** Directions for this task **
From the dog-advice column, copy out everything from "Keep going with" down to "her barking behaviours.".

** Reading passage **

Can anybody in the wide world of canine lovers offer my wife and I some advice?

About 18 months ago, we became foster parents to a lovely West Highland White Terrier, and she has proved to be a splendid, lovable companion. However, she has one rather irritating habit... whenever we try to take her out in our car, she barks constantly, which gets very frustrating, stressful, and even dangerous. We have her in the rear of the car, and my wife seems to think that she may be barking because she wants to get into the front with us, however this is probably illegal, not to mention dangerous too.

We have tried ignoring her, but to now avail. Even on long journeys, we have had constant barking for over three hours, which has sadly meant that we try and avoid taking her out anywhere at all now. It's a pity, because we would love nothing more than to be able to take her out 'normally' like other dog owners, for a day at the beach, or a walk in a park, or etc.

Mitzi is ten years old now, and we don't know much about her first eight years before us, but she probably didn't go out in a car maybe? Is she even too old to change this habit even?

Any advice on how to keep our bundle of noisy fluff silent whilst driving would be fantastic and much appreciated!

Keep going with the splendid magazine, and we look forward to hearing from you soon,

Many thanks,

Paul and Beverley Thompson, by email

Vicki Milner, Canine Welfare Trainer at Battersea Dogs and Cats Home, says…

Dear Paul and Beverley,

Many dogs, for a variety of reasons, do not like travelling in the car. This can manifest itself in several ways, including, refusing to get into the car, barking or whining constantly, panting, pacing or generally acting the clown. All of these symptoms are signs that your dog is actually afraid of the car or the motion of it. The cure for this problem involves changing your dog’s perception of the car from a negative one to a positive one. There are few things you can try to help overcome her barking behaviours.

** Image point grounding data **
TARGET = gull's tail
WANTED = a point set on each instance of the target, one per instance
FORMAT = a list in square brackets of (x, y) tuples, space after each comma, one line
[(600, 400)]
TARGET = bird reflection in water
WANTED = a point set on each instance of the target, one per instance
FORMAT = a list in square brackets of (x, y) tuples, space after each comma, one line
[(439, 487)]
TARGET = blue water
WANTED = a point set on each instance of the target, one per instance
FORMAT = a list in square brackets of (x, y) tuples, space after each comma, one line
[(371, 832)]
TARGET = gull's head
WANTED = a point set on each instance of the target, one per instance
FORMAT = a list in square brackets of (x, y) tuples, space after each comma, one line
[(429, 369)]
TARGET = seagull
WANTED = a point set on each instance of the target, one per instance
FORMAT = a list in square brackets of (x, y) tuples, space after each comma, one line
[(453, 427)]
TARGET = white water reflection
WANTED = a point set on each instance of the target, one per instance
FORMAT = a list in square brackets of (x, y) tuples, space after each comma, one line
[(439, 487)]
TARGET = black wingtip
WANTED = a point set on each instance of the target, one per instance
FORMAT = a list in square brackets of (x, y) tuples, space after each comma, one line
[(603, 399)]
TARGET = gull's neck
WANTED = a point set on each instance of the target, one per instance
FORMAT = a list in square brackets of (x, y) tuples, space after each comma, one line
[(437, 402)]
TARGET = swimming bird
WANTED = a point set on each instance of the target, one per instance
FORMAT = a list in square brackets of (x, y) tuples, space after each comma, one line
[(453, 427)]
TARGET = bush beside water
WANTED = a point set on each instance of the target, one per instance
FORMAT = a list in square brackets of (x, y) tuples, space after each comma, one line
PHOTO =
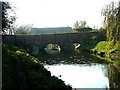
[(108, 49), (37, 77)]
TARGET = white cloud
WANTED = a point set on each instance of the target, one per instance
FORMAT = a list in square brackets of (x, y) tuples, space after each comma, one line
[(52, 13)]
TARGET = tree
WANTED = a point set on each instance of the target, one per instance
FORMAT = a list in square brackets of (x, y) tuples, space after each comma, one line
[(76, 25), (111, 15), (7, 19), (82, 24), (23, 29)]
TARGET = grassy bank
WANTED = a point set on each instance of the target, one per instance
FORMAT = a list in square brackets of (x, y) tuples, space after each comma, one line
[(21, 70), (108, 50)]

** Task result **
Keep going with the splendid magazine, and we look forward to hearing from you soon,

Many thanks,

Paul and Beverley Thompson, by email

Vicki Milner, Canine Welfare Trainer at Battersea Dogs and Cats Home, says…

Dear Paul and Beverley,

Many dogs, for a variety of reasons, do not like travelling in the car. This can manifest itself in several ways, including, refusing to get into the car, barking or whining constantly, panting, pacing or generally acting the clown. All of these symptoms are signs that your dog is actually afraid of the car or the motion of it. The cure for this problem involves changing your dog’s perception of the car from a negative one to a positive one. There are few things you can try to help overcome her barking behaviours.